** Task requirements **
A verbatim reproduction of all the entries is needed.

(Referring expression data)
^^^^

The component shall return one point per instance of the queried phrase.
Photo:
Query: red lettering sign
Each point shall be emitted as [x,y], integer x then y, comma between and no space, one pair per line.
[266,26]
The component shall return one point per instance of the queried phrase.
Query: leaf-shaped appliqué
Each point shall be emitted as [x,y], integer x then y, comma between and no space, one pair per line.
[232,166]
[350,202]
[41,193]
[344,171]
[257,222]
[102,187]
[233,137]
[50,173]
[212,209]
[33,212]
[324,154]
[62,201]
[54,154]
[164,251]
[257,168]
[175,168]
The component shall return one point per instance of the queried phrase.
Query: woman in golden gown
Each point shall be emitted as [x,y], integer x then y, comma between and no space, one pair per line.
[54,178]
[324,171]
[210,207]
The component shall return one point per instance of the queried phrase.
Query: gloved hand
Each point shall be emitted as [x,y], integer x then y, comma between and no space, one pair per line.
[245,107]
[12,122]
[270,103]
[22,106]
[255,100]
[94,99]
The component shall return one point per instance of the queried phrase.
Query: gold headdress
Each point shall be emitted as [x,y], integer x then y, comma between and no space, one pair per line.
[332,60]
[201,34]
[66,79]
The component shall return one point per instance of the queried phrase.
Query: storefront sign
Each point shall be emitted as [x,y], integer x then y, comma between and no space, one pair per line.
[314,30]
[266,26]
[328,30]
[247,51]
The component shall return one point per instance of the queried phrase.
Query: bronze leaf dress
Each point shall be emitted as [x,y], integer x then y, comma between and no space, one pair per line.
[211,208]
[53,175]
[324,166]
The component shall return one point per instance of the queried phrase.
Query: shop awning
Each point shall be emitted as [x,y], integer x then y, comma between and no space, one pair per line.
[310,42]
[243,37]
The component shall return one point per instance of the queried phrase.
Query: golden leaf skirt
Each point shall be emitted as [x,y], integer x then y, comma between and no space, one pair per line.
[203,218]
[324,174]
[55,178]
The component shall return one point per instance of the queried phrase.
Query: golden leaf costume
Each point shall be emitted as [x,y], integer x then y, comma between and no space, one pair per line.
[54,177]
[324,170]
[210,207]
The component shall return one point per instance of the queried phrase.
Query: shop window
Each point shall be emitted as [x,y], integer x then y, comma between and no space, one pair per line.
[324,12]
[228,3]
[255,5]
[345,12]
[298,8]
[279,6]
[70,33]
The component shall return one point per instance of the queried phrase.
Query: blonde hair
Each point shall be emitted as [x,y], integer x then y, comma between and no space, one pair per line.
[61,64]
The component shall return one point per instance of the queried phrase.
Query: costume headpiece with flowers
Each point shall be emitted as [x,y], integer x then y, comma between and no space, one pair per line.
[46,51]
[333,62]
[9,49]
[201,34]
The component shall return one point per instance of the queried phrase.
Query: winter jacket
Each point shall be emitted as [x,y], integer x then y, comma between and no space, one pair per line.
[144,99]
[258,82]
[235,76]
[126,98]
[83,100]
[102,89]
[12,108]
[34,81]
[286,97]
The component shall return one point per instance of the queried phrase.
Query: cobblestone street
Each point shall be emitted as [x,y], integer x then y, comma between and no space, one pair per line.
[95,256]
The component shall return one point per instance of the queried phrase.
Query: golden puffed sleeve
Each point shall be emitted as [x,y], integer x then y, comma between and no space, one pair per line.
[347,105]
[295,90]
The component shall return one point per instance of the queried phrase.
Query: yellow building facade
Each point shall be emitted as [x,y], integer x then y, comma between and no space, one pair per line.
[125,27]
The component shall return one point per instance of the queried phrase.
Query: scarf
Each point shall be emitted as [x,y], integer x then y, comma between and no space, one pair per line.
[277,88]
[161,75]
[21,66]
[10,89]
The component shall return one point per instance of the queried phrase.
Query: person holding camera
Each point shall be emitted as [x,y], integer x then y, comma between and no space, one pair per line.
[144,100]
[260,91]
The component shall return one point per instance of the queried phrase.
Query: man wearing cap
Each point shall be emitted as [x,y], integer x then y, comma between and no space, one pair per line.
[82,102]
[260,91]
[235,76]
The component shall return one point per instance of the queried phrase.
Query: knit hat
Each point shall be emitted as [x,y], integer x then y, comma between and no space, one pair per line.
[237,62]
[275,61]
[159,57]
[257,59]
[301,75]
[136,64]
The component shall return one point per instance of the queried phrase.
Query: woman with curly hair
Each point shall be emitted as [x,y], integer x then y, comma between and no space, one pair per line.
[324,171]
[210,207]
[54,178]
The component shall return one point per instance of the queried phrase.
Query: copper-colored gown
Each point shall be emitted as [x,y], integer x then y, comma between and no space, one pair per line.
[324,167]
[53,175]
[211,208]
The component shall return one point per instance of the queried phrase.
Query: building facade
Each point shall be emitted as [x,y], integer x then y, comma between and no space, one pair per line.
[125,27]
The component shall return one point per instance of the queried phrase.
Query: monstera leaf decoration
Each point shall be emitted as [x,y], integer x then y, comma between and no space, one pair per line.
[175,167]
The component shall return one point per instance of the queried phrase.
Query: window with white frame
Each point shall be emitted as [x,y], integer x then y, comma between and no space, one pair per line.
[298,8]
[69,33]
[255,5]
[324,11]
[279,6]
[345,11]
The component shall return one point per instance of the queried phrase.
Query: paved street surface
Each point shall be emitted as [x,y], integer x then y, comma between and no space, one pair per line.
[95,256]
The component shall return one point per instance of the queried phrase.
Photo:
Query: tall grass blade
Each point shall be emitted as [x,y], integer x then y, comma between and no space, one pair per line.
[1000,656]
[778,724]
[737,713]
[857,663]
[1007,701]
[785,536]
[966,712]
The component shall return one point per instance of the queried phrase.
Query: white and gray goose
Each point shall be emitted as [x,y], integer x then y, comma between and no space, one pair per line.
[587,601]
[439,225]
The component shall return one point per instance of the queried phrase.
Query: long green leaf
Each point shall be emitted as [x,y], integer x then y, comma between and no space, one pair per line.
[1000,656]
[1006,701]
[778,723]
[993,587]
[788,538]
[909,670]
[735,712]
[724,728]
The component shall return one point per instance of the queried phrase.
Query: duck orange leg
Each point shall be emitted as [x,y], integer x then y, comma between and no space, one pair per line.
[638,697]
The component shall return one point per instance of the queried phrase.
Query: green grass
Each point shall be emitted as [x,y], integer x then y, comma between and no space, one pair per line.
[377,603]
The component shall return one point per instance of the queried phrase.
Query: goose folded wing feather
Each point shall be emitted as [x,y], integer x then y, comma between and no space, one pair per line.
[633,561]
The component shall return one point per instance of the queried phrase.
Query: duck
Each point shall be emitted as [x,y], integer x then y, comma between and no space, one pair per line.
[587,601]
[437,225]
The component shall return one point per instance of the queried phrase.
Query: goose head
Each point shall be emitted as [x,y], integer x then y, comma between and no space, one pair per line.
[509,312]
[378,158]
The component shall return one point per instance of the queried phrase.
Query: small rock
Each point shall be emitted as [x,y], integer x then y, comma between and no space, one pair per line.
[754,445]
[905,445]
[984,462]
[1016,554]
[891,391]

^^^^

** Task output **
The component shall return one point per instance of the queried phrase.
Photo:
Query: red lettering sign
Each point shall be emitted as [x,y], integer x then y, comma between and no space, one pair per line.
[266,26]
The component shall return one point per instance of the queried phrase.
Query: leaf-shaped appliqué
Each point shall be emitted as [x,y], integer x then y, comma between and no space, one pair per line.
[232,166]
[350,202]
[41,193]
[344,171]
[257,222]
[102,187]
[233,137]
[50,173]
[212,209]
[33,212]
[324,154]
[62,201]
[54,154]
[164,251]
[257,168]
[175,168]
The component shall return one point per instance of the queried phrase.
Query: woman in golden gown
Each point shall be emitted as [x,y], integer x then y, comma between and no space, one pair per line.
[54,178]
[324,171]
[210,207]
The component shall return one point per instance of the queried phrase.
Query: gloved hand
Each point shall be emitted as [x,y], integer x then y, comma between and no space, one pair per line.
[245,107]
[12,122]
[270,103]
[22,106]
[255,100]
[94,99]
The component shall return one point per instance of the queried phrase.
Query: gold headdress
Each point shall be emitted as [x,y], integer x then y, comma between and no space, one pair per line.
[332,60]
[201,34]
[66,79]
The component shall return one point per instance of the queried phrase.
Query: storefront sign
Each point shall be emitted as [x,y], integer x then y, comma between and no space, one pair per line.
[314,30]
[266,26]
[328,30]
[247,51]
The component shall return one point per instance of the queried phrase.
Query: bronze leaf dress
Each point shall be emitted as [x,y], integer x then y, comma between and no space, one pair per line.
[211,208]
[53,175]
[324,166]
The component shall return one point per instance of the queried phrase.
Query: shop awning
Each point shall be emitted as [x,y], integer x then y, comma between and no space, one pair per line.
[310,42]
[243,37]
The component shall return one point per instance of the queried phrase.
Query: golden leaf skirt
Each point shall be emitted as [x,y], integer x then y, comma between and no space, one pair per line.
[203,218]
[324,174]
[55,178]
The component shall return one point per instance of the queried phrase.
Query: golden leaf costume
Each point shall be emitted as [x,y], integer x then y, comma between and no space, one pair per line.
[54,177]
[324,170]
[210,207]
The component shall return one point per instance of the queried phrase.
Query: shop window
Each point shall be emitted as [x,y], integer x then y, comma between and no space, one pair per line.
[324,12]
[228,3]
[255,5]
[345,12]
[298,8]
[279,6]
[70,33]
The component shall return one point per instance of the queried phrase.
Query: blonde hair
Each point shall be emitted as [x,y], integer x then y, comma between and no space, one pair per line.
[61,64]
The component shall return one point per instance of the queried phrase.
Query: costume headpiece with flowers
Each point shall be emitted as [x,y], integer x then y, comma between and no space, one pair per line.
[46,51]
[333,62]
[9,49]
[201,34]
The component shall return one point per instance of the queried phrase.
Query: winter jacket
Each point shall be emitted as [x,y], integer x then y, comma between and no space, one pair per line.
[144,99]
[258,82]
[235,76]
[126,98]
[83,100]
[102,89]
[12,108]
[34,81]
[286,97]
The component shall return one point per instance of the queried phrase.
Query: cobblestone street
Each point shall be emitted as [x,y], integer x then y, comma between and no space, one pair per line.
[95,256]
The component shall return one point per instance of the queried phrase.
Query: golden puffed sleeve
Each point shall be emitted as [x,y], integer x then y, comma between and no space, one pair per line.
[347,105]
[295,90]
The component shall return one point per instance of the queried phrase.
Query: yellow building facade
Each point shall be emitted as [x,y], integer x then y, comma between and no space, one pair per line.
[125,27]
The component shall return one point per instance of the queried phrase.
Query: scarf
Each point shall be emitted as [x,y], integer x then y, comma between and no space, one pair per line.
[277,88]
[161,75]
[21,66]
[10,89]
The component shall return one point per instance of the queried phrase.
Query: person holding camera
Each point shall be emitted as [x,y], integer x then y, comma between and no space, one pair per line.
[144,100]
[260,91]
The component shall return one point per instance of the queried phrase.
Query: man wearing cap
Each point shall be emitted as [x,y], integer x then y, comma between and no space, one pair per line.
[82,102]
[260,91]
[235,76]
The component shall return one point per instance of the queried phrase.
Query: knit hat
Each point shall be emitted as [x,y], integer x then y, comma between and no space, one pair per line.
[237,62]
[275,61]
[159,57]
[257,59]
[301,75]
[136,64]
The component shall return one point per instance of the queried phrase.
Query: woman with curly hair
Each point shall be emitted as [x,y], integer x then y, comma between and no space, one pair per line.
[324,171]
[210,207]
[54,178]
The component shall return one point per instance of the queried phrase.
Query: copper-colored gown
Each point shall be emitted as [x,y], integer x then y, comma between and no space, one pair per line.
[324,167]
[53,175]
[211,208]
The component shall return one point per instance of the queried phrase.
Query: building facade
Each point shall be emitted as [x,y], integer x then y, comma between and no space, one pair per line.
[125,27]
The component shall return one point per instance of the queried phrase.
Query: monstera leaf decoration
Each point shall be emitted as [x,y], integer x then y, comma between and no space, one pair per line.
[175,167]
The component shall return one point per instance of the queried phrase.
Query: window with white frame
Each point shall be emitted as [x,y], integer x then y, comma between and no space, one pair per line.
[298,8]
[69,33]
[255,5]
[324,11]
[279,6]
[345,11]
The component shall return one point per instance of the queried phrase.
Query: paved street surface
Each point shall be emitted as [x,y], integer x then y, comma between and no space, one pair per line.
[95,256]
The component shall return one point per instance of the queried phrase.
Photo:
Query: tall grass blade
Each point shall be emitted as [x,y], integer x then y, comma between and no space, one pair per line.
[1000,656]
[778,724]
[737,713]
[857,663]
[1007,701]
[785,536]
[966,712]
The component shall return one point per instance of the queried phrase.
Query: white and gray goose
Each point shall be emitted as [x,y], integer x then y, comma between and no space, one pair per line.
[587,601]
[439,225]
The component shall return one point per instance of the queried phrase.
Query: long green leaf
Each point shall be emitted as [x,y], integer x then y, comma between and no space, one pair per line.
[1000,656]
[1006,701]
[778,723]
[993,587]
[788,538]
[909,670]
[735,712]
[724,728]
The component shall return one point per instance of the queried phrase.
Query: duck orange leg
Each point shall be emitted as [x,y], integer x then y, comma between and no space, one pair per line.
[638,697]
The component shall return one point per instance of the queried phrase.
Query: green grass
Each point shall be emitted as [x,y], integer x then y, comma between and no space, one pair per line.
[377,603]
The component shall return one point per instance of the queried phrase.
Query: goose folded wing feather
Each point shall be emitted as [x,y], integer x then y, comma between and no space, one pair per line.
[633,561]
The component shall return one point per instance of the queried phrase.
Query: duck
Each point shall be emitted as [x,y], integer x then y, comma between and no space, one pair per line.
[587,601]
[437,225]
The component shall return one point per instance of the queried phrase.
Query: goose head
Each point shall be emitted as [x,y], integer x then y, comma between and no space, one pair per line.
[509,312]
[378,158]
The component shall return one point per instance of the queried phrase.
Query: small rock
Each point shall be emitted as [x,y], integer x then y, comma between and no space, one pair per line.
[754,445]
[905,445]
[984,462]
[1016,554]
[891,391]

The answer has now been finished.